* Assigned task
Each record is to be transcribed exactly.

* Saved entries
'''

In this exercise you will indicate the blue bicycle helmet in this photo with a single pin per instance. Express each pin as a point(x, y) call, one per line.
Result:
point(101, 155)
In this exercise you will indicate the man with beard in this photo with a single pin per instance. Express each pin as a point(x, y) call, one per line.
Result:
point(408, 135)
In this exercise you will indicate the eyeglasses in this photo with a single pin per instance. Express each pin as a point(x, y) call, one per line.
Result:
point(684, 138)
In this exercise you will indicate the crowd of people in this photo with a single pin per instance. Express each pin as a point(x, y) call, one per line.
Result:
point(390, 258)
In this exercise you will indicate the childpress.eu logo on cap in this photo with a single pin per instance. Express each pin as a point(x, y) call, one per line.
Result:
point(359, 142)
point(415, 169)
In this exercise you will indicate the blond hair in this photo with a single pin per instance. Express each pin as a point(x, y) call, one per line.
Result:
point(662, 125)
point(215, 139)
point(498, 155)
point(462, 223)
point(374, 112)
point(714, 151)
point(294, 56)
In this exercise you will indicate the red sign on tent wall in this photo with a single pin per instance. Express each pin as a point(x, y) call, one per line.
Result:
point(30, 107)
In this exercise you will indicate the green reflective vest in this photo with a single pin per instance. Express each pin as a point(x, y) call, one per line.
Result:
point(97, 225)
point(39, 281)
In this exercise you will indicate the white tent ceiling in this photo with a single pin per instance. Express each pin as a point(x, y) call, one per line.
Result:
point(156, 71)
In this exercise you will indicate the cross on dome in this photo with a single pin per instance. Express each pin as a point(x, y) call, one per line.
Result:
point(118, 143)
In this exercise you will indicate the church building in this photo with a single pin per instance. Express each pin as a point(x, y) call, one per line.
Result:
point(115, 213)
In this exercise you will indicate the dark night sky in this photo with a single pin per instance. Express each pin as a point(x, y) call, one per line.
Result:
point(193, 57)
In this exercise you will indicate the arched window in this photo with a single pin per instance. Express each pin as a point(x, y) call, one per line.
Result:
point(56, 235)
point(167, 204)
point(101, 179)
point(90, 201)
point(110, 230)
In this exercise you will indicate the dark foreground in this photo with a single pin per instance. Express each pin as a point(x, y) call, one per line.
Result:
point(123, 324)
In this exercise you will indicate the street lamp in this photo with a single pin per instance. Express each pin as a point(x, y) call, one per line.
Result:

'''

* Problem solution
In this exercise you will indicate the blue bicycle helmet in this photo with a single pin per instance. Express each pin as a point(x, y) call, one per line.
Result:
point(101, 155)
In this exercise you will indicate the man with beard in this photo with a single pin per instance. Express each pin as a point(x, y) call, one per line.
Result:
point(408, 135)
In this exercise you will indicate the eyeglasses in this photo with a single pin per instance. Express each pin as a point(x, y) call, one per line.
Result:
point(684, 138)
In this exercise you will indicate the crowd of people in this photo with a single pin per instance. Express each pin as a point(x, y) call, one per line.
Result:
point(390, 258)
In this exercise you will indicate the childpress.eu logo on cap in this photo with a single pin per instance. Express each pin as a point(x, y) call, one per line.
Result:
point(359, 142)
point(415, 169)
In this exercise you will indicate the blond hair in this photo with a single pin per instance. Express each pin as a point(x, y) call, one per line.
Result:
point(662, 125)
point(215, 139)
point(498, 155)
point(462, 223)
point(374, 112)
point(714, 151)
point(294, 56)
In this exercise you will indicate the red sign on tent wall in this photo with a single pin per instance. Express each pin as a point(x, y) call, one per line.
Result:
point(30, 107)
In this exercise you will indicate the green reflective vest in this photo with a single pin per instance. Express each pin as a point(x, y) call, one per line.
Result:
point(97, 225)
point(39, 281)
In this exercise you will indicate the white tent ceiling in this photo with a single pin per instance. Express each pin as a point(x, y) call, one per line.
Result:
point(156, 71)
In this exercise you will indicate the cross on dome in this photo with a single pin per instance. Express each pin as a point(x, y) call, one per line.
Result:
point(118, 143)
In this exercise you will indicate the church building in this photo with a single pin per instance. Express each pin as a point(x, y) call, one per line.
Result:
point(115, 213)
In this exercise you will indicate the dark night sky in this photo with a single pin per instance. Express each pin as a point(x, y) call, one per line.
Result:
point(193, 57)
In this exercise you will indicate the arched window in this photo with a single pin per instance. Express each pin as a point(x, y) call, one per line.
Result:
point(56, 235)
point(167, 204)
point(101, 179)
point(90, 201)
point(110, 230)
In this exercise you will indicate the dark foreground in this photo with a single pin per instance. Express each pin as a point(x, y) call, one per line.
Result:
point(123, 324)
In this exercise you will indicate the street lamp in this photo with a single pin per instance. Express each pin as a point(x, y) call, one per line.
Result:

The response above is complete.